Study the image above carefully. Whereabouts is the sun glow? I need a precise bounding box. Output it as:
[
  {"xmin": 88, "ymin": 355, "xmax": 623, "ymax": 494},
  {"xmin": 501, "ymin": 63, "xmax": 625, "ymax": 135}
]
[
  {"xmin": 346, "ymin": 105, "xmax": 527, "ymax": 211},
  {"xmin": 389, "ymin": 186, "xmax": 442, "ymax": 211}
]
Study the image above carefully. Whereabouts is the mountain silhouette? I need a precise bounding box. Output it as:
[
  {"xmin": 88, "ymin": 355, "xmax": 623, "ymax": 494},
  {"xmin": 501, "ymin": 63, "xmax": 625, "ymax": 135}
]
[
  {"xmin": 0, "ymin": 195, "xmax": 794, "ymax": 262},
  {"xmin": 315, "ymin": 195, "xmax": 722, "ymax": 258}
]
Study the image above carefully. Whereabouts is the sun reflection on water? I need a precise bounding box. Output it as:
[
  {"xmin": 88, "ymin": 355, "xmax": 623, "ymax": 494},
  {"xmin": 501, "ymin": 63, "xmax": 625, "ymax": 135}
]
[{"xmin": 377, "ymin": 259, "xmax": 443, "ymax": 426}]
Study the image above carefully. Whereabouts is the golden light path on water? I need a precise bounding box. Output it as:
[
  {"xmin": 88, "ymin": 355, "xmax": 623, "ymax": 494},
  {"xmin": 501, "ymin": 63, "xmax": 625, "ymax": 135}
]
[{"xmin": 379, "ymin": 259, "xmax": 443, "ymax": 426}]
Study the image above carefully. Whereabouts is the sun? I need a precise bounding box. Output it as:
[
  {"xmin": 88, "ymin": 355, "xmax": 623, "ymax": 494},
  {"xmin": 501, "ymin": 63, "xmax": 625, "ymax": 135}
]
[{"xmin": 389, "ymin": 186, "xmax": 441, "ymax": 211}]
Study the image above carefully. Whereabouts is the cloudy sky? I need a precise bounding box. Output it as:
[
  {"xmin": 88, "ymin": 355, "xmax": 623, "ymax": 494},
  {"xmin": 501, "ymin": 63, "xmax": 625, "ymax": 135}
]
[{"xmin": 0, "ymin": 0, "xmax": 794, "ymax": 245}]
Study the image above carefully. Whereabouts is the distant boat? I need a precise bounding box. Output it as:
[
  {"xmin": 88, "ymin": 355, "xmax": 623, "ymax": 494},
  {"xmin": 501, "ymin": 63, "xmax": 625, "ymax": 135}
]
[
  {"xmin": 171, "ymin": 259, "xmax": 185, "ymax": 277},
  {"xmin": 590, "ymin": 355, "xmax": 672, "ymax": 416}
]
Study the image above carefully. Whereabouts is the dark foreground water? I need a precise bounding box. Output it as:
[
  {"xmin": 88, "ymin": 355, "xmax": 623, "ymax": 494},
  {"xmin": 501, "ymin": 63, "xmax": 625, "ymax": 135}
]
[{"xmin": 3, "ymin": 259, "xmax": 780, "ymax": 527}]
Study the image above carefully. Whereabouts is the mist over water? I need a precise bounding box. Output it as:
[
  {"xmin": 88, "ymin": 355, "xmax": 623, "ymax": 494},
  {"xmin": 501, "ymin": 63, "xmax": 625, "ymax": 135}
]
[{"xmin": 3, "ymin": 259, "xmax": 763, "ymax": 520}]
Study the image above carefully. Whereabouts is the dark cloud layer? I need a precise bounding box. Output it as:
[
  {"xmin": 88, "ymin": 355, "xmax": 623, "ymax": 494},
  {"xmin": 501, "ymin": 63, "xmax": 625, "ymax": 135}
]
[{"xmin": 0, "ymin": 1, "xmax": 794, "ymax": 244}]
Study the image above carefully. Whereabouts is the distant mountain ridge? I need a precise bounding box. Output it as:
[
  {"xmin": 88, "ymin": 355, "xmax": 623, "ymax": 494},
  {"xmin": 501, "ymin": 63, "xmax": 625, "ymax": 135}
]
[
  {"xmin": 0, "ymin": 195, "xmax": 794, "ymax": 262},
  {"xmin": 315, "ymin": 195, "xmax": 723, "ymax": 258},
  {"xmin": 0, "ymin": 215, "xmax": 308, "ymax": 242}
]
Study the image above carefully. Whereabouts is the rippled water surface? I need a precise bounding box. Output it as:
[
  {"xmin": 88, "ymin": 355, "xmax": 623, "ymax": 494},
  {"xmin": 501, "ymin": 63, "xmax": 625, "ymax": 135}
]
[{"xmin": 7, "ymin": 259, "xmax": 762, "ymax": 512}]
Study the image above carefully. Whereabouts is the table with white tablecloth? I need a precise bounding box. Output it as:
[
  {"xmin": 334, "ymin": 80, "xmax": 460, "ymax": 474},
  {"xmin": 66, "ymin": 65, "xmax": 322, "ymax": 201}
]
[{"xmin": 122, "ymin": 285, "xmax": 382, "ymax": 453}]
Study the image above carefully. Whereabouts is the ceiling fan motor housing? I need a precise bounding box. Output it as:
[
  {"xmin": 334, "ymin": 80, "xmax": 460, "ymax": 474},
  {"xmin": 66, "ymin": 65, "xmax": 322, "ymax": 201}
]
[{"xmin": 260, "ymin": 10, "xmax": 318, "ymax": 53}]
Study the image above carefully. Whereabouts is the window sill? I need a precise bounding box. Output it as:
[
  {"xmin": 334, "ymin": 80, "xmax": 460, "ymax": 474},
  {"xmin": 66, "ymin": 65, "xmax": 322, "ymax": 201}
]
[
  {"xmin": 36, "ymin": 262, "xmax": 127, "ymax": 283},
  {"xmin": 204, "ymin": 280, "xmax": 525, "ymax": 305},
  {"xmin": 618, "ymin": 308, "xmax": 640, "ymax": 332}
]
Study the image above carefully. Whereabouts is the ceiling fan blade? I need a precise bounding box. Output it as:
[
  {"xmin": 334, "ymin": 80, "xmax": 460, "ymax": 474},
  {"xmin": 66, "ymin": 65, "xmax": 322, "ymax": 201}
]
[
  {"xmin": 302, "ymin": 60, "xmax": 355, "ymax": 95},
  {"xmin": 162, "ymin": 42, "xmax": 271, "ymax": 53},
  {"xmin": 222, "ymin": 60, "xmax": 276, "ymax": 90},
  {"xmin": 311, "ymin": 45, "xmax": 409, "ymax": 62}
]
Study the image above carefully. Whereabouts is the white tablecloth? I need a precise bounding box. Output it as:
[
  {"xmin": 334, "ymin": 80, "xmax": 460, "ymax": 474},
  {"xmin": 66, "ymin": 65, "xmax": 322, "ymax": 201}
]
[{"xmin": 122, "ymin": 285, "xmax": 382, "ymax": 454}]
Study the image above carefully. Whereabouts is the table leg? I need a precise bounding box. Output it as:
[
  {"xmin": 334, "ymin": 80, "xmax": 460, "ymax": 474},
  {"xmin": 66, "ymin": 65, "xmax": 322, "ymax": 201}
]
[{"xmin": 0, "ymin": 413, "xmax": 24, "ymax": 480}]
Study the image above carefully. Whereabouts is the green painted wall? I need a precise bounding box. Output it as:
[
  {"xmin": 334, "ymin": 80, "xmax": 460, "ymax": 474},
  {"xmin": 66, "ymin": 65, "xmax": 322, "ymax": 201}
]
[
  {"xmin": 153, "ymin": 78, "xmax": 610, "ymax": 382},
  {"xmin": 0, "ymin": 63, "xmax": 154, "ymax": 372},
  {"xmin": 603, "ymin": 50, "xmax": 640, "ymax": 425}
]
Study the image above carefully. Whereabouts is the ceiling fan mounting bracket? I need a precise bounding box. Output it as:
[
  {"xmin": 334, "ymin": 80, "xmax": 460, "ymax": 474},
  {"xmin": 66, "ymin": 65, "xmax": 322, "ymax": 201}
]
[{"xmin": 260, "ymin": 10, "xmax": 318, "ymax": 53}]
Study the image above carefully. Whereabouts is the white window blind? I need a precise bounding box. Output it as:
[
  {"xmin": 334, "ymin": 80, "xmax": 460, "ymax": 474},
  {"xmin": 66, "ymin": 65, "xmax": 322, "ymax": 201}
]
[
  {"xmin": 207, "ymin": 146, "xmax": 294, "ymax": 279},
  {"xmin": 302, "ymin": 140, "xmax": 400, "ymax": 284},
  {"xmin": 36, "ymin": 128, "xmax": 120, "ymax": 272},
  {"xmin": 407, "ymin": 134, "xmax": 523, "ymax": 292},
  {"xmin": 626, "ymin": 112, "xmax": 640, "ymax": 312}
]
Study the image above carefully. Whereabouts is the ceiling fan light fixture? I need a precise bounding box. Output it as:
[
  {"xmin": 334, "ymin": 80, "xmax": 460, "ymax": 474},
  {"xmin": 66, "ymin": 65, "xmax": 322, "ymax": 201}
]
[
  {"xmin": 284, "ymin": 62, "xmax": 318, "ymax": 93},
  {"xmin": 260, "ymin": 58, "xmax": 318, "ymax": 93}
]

----------------------------------------

_Your objective_: List each line of the records above that contains the word "white", copied in full. Matches must have the same case.

_Written response_:
Study the image above carefully. Whereabouts is the table with white tablecloth? I need a precise bounding box. Output it as:
Study the image above carefully. Whereabouts is the white tablecloth? I need a precise bounding box. Output it as:
Study the image above carefully. Whereabouts is the white window blind? I need a precise bounding box. Output it as:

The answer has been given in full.